THE REQUEST
Copy every one of the records below word for word, changing nothing.

GIVEN ENTRIES
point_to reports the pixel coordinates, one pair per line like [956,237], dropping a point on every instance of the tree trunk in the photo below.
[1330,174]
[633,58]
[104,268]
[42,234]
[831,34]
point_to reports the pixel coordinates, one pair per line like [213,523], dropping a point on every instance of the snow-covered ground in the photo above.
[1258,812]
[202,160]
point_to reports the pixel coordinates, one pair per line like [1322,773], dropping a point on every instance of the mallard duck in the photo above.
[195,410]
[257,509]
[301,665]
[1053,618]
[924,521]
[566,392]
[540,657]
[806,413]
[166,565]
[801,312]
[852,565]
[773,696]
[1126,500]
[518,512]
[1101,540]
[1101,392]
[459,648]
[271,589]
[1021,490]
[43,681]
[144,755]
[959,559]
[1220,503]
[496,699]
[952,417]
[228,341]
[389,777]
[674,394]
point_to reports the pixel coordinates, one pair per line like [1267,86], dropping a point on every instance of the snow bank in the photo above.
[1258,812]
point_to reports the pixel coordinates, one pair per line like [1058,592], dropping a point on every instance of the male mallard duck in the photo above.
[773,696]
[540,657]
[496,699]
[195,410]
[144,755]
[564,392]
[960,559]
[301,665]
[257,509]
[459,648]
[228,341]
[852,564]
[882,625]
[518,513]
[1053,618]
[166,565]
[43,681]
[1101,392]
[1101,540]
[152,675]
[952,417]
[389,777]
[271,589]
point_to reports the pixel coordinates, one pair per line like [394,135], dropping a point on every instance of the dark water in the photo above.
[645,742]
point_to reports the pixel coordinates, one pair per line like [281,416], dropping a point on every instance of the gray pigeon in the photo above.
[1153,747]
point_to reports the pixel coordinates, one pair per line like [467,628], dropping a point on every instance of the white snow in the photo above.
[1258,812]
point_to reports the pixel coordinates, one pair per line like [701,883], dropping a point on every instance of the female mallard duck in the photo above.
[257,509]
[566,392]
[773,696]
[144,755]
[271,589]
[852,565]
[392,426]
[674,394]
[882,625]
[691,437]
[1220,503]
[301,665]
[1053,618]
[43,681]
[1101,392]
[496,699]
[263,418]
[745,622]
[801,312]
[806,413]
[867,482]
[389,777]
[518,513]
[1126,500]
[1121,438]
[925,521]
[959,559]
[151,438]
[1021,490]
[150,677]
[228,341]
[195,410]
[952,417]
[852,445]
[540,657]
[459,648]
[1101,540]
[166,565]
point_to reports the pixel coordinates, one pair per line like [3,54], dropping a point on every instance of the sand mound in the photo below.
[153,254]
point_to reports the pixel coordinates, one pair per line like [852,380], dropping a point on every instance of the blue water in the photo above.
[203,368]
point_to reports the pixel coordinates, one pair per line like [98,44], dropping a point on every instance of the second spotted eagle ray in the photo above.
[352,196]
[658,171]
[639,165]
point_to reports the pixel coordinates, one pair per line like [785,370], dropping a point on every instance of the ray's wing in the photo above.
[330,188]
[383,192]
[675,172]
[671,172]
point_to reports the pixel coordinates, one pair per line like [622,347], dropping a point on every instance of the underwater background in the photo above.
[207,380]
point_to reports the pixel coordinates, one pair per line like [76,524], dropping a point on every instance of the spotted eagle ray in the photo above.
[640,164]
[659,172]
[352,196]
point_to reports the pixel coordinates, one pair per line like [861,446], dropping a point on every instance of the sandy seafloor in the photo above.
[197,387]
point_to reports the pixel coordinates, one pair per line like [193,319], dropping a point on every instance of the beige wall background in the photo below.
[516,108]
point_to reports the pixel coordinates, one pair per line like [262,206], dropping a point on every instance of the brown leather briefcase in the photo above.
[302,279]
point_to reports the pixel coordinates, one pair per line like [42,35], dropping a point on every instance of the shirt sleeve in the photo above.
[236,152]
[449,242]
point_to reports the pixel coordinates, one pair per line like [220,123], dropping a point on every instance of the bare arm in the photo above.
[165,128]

EXERCISE RESPONSE
point_to reports the pixel coordinates, one pair per line like [956,237], dropping a point on every instance of the tree trunk in the photo below.
[1330,174]
[633,58]
[104,268]
[42,234]
[831,34]
point_to reports the pixel coordinates, one pair per line like [213,523], dropping a point on every instance of the snow-covered ground in the photo above.
[1258,812]
[202,160]
point_to reports the pixel coordinates, one pair per line like [1322,773], dropping a point on every instance of the mallard duck in the photo above.
[195,410]
[257,509]
[301,665]
[1053,618]
[924,521]
[566,392]
[540,657]
[806,413]
[166,565]
[801,312]
[852,565]
[773,696]
[1126,500]
[518,512]
[1101,540]
[1101,392]
[459,648]
[271,589]
[1021,490]
[43,681]
[144,755]
[959,559]
[1220,503]
[496,699]
[952,417]
[228,341]
[389,777]
[674,394]
point_to reports the pixel coordinates, one pair per line like [1267,86], dropping a point on every instance of the snow bank in the photo above.
[1258,812]
point_to reports the pixel coordinates, one pair per line like [1058,592], dropping a point on every instance of the male mallard duck in the photo above.
[773,696]
[540,657]
[496,699]
[195,410]
[144,755]
[564,392]
[960,559]
[301,665]
[257,509]
[459,648]
[228,341]
[852,564]
[882,625]
[518,513]
[1053,618]
[166,565]
[43,681]
[1101,392]
[1101,540]
[152,675]
[952,417]
[389,777]
[271,589]
point_to reports the pixel coordinates, one pair per line like [394,135], dropping a point on every instance of the dark water in the photo above.
[645,742]
point_to reports the pixel coordinates, one pair per line like [281,416], dropping a point on every instance of the gray pigeon in the photo above.
[1153,747]
point_to reports the pixel coordinates, one pair per line like [467,628], dropping a point on every instance of the white snow in the photo above.
[1258,812]
point_to reports the pixel coordinates, one pair per line like [701,883], dropping a point on every instance of the female mallard duck in the photo above.
[257,509]
[566,392]
[773,696]
[144,755]
[271,589]
[852,565]
[392,426]
[674,394]
[882,625]
[691,437]
[1220,503]
[301,665]
[1053,618]
[43,681]
[1101,392]
[496,699]
[263,418]
[745,622]
[801,312]
[806,413]
[867,482]
[389,777]
[518,513]
[1126,500]
[1121,438]
[925,521]
[959,559]
[151,438]
[1021,490]
[150,677]
[228,341]
[195,410]
[952,417]
[852,445]
[540,657]
[459,648]
[1101,540]
[166,565]
point_to reports the pixel coordinates, one pair per line like [3,54], dropping a point on every instance of the sand mound in the photo below.
[153,254]
point_to reports the pixel coordinates, one pair per line like [852,380], dropping a point on every instance of the blue water in the photo above.
[203,368]
point_to reports the pixel coordinates, one pair per line like [98,44], dropping a point on every instance of the second spotted eagle ray in the photo above.
[352,196]
[658,171]
[639,165]
point_to reports the pixel coordinates, one pair per line like [785,370], dropping a point on every instance of the ray's wing in the photo above.
[330,188]
[383,192]
[675,172]
[671,172]
point_to reports the pixel coordinates, one pair per line like [622,347], dropping a point on every instance of the underwater background in the photo above.
[207,380]
point_to reports the pixel coordinates, one pair per line like [76,524], dropping a point on every instance of the spotted eagle ray in the photo above.
[640,164]
[659,172]
[352,196]
point_to reports the pixel coordinates, one pair per line like [861,446], dropping a point on every instance of the sandy seafloor in the photo above.
[197,387]
point_to reports the pixel coordinates, one pair per line like [193,319], dropping a point on every instance of the beige wall background in the photo below.
[516,108]
point_to reports the pixel coordinates, one pair per line like [262,206], dropping a point on every instance of the brown leather briefcase in the photo above.
[302,279]
point_to reports the pixel coordinates, one pair per line like [42,35], dropping a point on every instance of the shirt sleeve in the photo above.
[236,152]
[449,242]
point_to reports the pixel coordinates, one pair per line like [220,123], dropping a point on every instance of the bare arm in the photo above.
[165,128]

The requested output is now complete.